↓

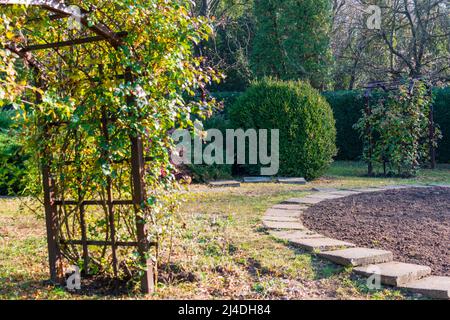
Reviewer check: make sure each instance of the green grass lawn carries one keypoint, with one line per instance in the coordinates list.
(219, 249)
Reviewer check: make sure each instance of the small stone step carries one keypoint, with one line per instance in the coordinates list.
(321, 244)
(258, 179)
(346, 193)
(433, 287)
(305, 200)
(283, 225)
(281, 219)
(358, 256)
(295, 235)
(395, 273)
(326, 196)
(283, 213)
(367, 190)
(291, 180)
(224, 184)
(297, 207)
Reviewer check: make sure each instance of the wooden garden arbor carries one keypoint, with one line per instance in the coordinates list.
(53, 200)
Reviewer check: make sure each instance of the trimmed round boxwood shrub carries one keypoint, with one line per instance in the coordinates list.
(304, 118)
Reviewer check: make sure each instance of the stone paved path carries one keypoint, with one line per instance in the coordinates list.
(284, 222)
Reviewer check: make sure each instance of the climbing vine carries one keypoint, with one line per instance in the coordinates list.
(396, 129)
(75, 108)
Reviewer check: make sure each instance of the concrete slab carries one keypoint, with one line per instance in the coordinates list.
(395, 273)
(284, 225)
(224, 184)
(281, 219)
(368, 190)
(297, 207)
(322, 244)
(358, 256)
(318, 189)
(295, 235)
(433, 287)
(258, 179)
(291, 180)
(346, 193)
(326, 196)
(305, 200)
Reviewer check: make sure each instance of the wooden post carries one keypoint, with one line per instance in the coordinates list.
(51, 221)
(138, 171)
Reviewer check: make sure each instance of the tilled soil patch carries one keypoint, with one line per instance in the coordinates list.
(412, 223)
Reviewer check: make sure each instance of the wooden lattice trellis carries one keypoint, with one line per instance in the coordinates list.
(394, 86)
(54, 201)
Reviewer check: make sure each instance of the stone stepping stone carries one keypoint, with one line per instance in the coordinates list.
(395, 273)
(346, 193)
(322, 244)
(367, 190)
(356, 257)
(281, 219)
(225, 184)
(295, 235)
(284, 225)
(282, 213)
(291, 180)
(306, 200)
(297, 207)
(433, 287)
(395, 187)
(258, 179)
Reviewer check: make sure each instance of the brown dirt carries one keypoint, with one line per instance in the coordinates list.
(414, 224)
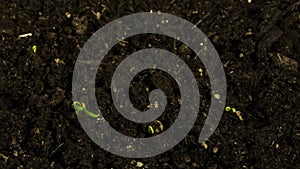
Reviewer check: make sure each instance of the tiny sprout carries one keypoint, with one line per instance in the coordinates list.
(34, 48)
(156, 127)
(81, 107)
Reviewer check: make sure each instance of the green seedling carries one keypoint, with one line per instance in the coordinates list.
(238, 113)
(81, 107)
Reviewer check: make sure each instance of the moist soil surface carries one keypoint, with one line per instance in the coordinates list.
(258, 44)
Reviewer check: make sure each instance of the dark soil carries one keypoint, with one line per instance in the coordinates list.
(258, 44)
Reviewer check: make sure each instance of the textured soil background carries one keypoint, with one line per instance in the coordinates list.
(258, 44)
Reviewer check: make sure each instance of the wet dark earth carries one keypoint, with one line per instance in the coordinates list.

↑

Problem:
Transcribe every entry word for word, but skip the pictures.

Exercise result:
Reviewer check: make sure each instance of the green grass lawn carries one keypoint, with one line per instance in the coordinates list.
(219, 249)
Reviewer check: make sure each instance of the small stone step carries one keypoint, with one line per instance in the coordinates list.
(321, 244)
(258, 179)
(346, 193)
(433, 287)
(305, 200)
(283, 225)
(281, 219)
(358, 256)
(295, 235)
(395, 273)
(326, 196)
(283, 213)
(367, 190)
(291, 180)
(224, 184)
(297, 207)
Reviewer check: make sure each instance of the wooden garden arbor carries one keypoint, with one line per instance in the coordinates list.
(53, 200)
Reviewer check: make sure each instance of the trimmed round boxwood shrub carries one keypoint, with one line per instance in the coordinates list.
(304, 118)
Reviewer check: make sure each instance of the stone paved path carries one keypoint, with one line per instance in the coordinates list.
(284, 222)
Reviewer check: make sure each instance of the climbing vine carries one keypoint, with one line per instance in the coordinates list.
(396, 129)
(75, 108)
Reviewer check: make sure each instance of the concrete slab carries one keypoint, with one line per instance in the coordinates list.
(395, 273)
(284, 225)
(224, 184)
(281, 219)
(368, 190)
(297, 207)
(322, 244)
(358, 256)
(318, 189)
(295, 235)
(433, 287)
(258, 179)
(291, 180)
(346, 193)
(326, 196)
(305, 200)
Reviewer check: make sure each instance of the wooden post carries one keypoint, with one line per instance in the coordinates list.
(51, 221)
(138, 171)
Reviewer check: make sure each instance of the tilled soil patch carries one keypoint, with one line per instance in the coordinates list.
(412, 223)
Reviewer check: make sure each instance of the wooden lattice trellis carries one keypoint, with one line per instance in the coordinates list.
(394, 86)
(54, 201)
Reviewer check: make sure each instance of the stone stepping stone carries one keypoint, with one line per instance in the coordinates list.
(395, 273)
(346, 193)
(322, 244)
(367, 190)
(356, 257)
(281, 219)
(225, 184)
(295, 235)
(284, 225)
(282, 213)
(291, 180)
(306, 200)
(297, 207)
(433, 287)
(395, 187)
(258, 179)
Reviewer check: make sure each instance of the brown dirt carries one keypoint, with one line per instance in the coordinates list.
(414, 224)
Reviewer check: make sure each instance of the tiny sprout carries one keypoint, with one line per instance in the coordinates list.
(34, 48)
(156, 127)
(81, 107)
Reviewer check: make sure each instance of the green seedling carries one keypoint, with one line per instance in the coordinates list.
(238, 113)
(81, 107)
Reviewer check: make sure each instance of the moist soil surface carries one keypoint, with one line per instance in the coordinates list.
(258, 44)
Reviewer check: make sure each instance of the dark soil carries one keypoint, with one line per instance in the coordinates list.
(258, 44)
Reviewer check: make sure each instance of the textured soil background carries one keypoint, with one line per instance in the coordinates list.
(258, 44)
Reviewer check: make sure each instance of the wet dark earth carries one keypoint, with one line per instance in the coordinates list.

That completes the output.